__WHAT IS EXPECTED__: In the records that follow, the lines from the one containing "Target: grill lid" to the one containing "Target: black grill", inclusive, are to be given again exactly.

__RECORDS PROVIDED__:
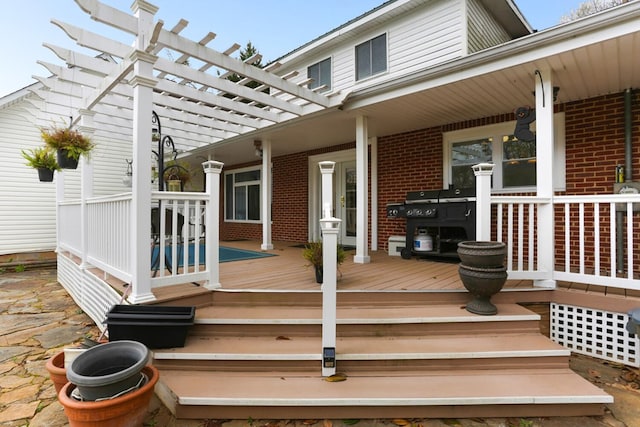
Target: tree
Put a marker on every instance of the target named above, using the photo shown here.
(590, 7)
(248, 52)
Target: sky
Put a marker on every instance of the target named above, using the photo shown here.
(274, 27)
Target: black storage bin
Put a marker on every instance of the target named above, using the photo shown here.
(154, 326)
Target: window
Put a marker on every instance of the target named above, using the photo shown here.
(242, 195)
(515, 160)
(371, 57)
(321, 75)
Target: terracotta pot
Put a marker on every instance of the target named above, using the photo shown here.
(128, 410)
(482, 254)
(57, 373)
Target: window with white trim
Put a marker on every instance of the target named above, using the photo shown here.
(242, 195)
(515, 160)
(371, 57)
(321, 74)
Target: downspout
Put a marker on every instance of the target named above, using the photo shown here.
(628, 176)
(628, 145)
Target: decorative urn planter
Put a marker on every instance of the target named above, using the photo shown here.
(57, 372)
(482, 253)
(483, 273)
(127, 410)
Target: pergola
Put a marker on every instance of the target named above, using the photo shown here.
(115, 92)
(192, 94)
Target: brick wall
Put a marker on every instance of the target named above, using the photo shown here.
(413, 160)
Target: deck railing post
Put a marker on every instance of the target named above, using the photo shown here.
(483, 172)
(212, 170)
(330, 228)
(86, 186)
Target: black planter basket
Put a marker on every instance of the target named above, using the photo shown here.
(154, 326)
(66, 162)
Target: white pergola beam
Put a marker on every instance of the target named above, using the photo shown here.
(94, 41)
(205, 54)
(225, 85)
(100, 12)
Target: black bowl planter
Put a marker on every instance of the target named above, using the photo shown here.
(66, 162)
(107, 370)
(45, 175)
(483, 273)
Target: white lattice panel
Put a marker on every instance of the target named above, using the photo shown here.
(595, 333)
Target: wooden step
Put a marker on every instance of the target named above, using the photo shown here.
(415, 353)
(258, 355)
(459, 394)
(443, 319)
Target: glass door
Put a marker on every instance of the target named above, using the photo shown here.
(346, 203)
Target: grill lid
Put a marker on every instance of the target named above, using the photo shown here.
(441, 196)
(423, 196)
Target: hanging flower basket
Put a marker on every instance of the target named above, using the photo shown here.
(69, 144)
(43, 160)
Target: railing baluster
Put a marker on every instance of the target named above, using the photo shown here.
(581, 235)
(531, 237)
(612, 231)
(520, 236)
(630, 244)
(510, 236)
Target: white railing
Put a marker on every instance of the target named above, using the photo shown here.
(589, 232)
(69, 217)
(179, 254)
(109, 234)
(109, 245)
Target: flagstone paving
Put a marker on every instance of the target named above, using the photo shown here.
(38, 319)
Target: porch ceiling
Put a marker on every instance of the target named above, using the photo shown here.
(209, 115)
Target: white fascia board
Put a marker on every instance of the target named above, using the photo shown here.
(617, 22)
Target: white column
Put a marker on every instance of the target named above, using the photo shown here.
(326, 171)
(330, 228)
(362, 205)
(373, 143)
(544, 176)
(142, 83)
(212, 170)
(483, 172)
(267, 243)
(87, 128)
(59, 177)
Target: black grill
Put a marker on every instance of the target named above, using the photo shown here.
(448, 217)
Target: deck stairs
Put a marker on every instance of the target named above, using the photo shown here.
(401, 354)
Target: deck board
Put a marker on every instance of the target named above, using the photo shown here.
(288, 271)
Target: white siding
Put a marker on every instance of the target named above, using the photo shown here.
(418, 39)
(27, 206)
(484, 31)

...

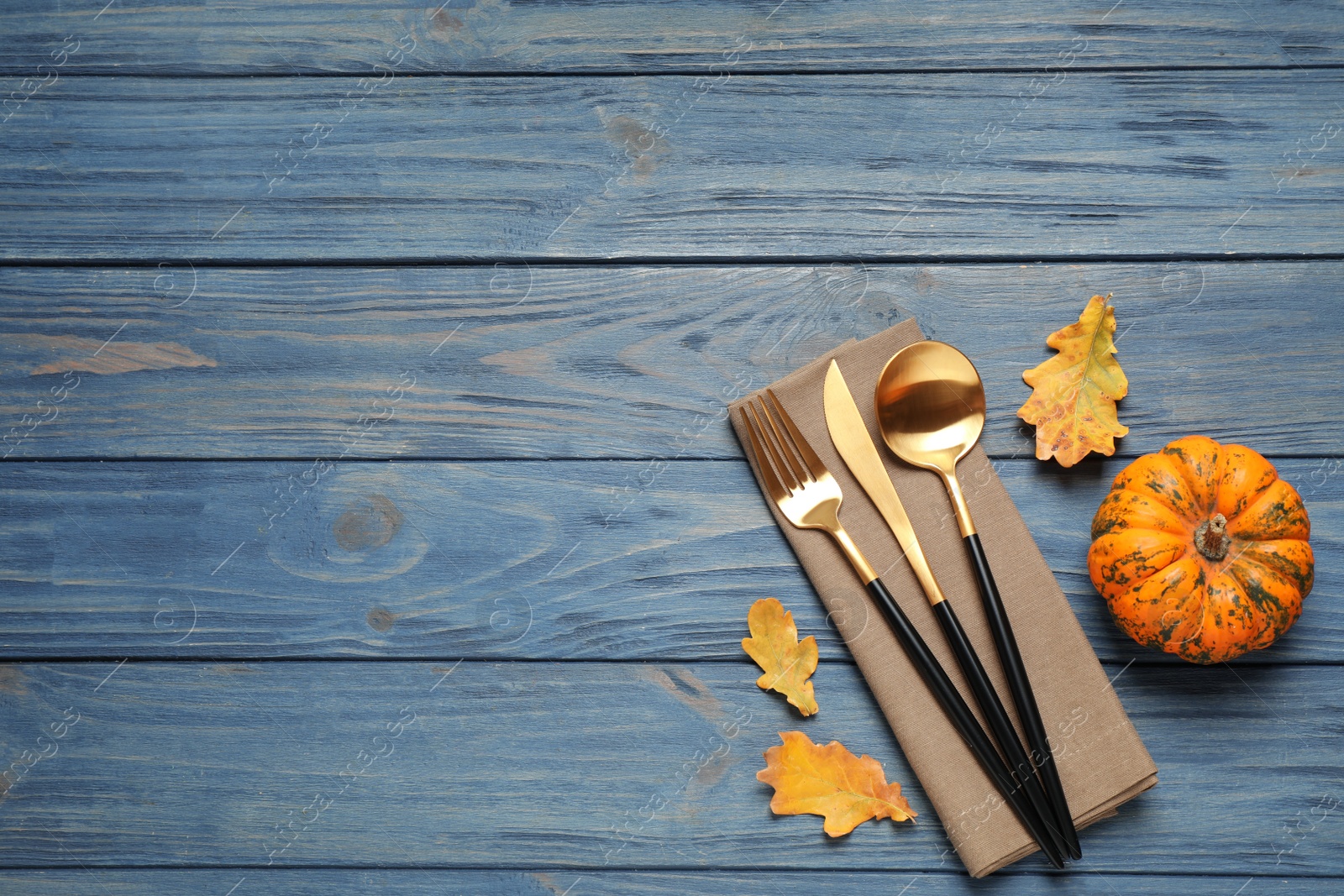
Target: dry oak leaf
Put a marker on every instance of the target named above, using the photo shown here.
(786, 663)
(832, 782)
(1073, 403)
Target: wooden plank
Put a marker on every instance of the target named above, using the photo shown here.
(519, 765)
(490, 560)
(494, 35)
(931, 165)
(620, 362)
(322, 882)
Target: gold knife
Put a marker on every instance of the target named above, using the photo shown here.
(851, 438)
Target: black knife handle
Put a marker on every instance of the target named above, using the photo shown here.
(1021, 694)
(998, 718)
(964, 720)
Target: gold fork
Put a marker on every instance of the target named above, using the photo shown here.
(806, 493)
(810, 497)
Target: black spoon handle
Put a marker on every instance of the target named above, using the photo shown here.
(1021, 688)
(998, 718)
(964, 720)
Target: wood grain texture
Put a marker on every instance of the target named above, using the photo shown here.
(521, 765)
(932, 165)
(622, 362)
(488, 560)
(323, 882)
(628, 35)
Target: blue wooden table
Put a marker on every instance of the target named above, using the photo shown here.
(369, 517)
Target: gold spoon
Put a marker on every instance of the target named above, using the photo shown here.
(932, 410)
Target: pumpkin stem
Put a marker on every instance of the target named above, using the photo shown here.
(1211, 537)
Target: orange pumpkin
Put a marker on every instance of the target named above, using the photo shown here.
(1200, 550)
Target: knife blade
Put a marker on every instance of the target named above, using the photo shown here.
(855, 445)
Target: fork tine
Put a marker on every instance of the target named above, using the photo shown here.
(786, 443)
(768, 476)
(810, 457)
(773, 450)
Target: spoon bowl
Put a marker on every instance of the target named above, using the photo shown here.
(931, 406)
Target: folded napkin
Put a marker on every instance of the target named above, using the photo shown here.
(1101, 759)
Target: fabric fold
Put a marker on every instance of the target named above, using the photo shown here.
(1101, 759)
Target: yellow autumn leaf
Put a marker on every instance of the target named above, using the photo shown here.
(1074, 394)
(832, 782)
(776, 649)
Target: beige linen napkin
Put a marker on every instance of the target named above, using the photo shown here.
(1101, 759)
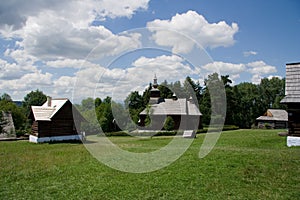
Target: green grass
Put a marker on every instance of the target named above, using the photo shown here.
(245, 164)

---

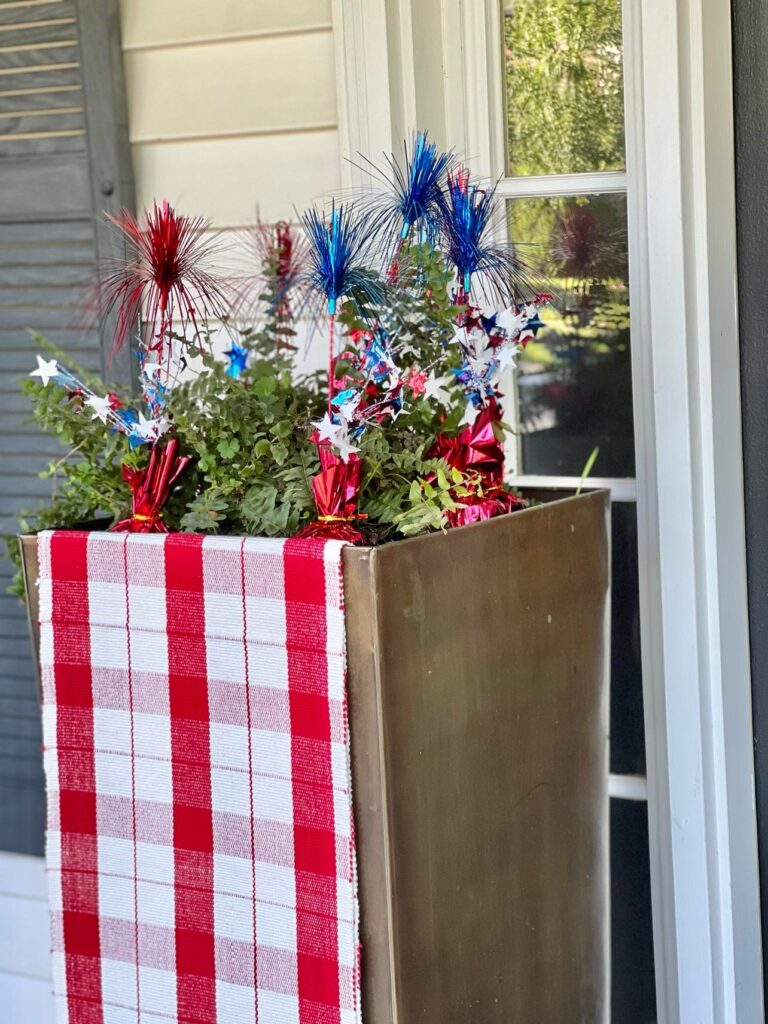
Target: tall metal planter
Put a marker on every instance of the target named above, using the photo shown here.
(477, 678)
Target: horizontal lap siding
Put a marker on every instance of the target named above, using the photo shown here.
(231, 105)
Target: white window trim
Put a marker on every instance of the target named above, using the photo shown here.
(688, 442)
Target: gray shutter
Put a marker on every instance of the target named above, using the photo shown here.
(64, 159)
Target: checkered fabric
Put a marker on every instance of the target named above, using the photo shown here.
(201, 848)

__THE ANSWER__:
Target: grill lid
Put a marker on every instance of the target named above, using the photo shown here.
(441, 196)
(423, 196)
Target: hanging flower basket
Put a marker on every instance of the target named above, using the photo shown here.
(69, 144)
(43, 160)
Target: railing baluster
Put a marker on every instance of the target named above, using the photo shown here.
(581, 235)
(531, 237)
(612, 231)
(520, 236)
(630, 244)
(510, 236)
Target: white railing
Put a marker on every instance of the target named above, using the photo shown here.
(589, 232)
(69, 217)
(179, 254)
(109, 234)
(109, 245)
Target: flagstone paving
Put a marker on every instance of the target named above, using the photo shown here.
(38, 319)
Target: porch ceiling
Put a marker on every instance of the target named above, using the photo shown here.
(209, 115)
Target: white fascia board
Put a marker on every instance of the target named above, using the photo shown here.
(617, 22)
Target: white column
Put a marker on every instance of the target named above, using the photo shown here.
(326, 171)
(330, 228)
(362, 205)
(373, 143)
(544, 176)
(142, 83)
(212, 170)
(483, 172)
(267, 243)
(87, 128)
(59, 177)
Target: black grill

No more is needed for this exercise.